◆ **MATERIAL PROVIDED**:

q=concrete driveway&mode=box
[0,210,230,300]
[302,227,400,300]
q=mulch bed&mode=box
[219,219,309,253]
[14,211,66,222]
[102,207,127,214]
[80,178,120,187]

◆ **WHAT YOU NEED TO DO**:
Every entry must appear in the answer, reproduced exactly.

◆ **WRITTEN SOLUTION**:
q=concrete driveway&mode=box
[0,210,230,300]
[302,227,400,300]
q=mulch bed&mode=box
[219,219,309,253]
[14,211,66,222]
[102,207,127,214]
[80,178,120,187]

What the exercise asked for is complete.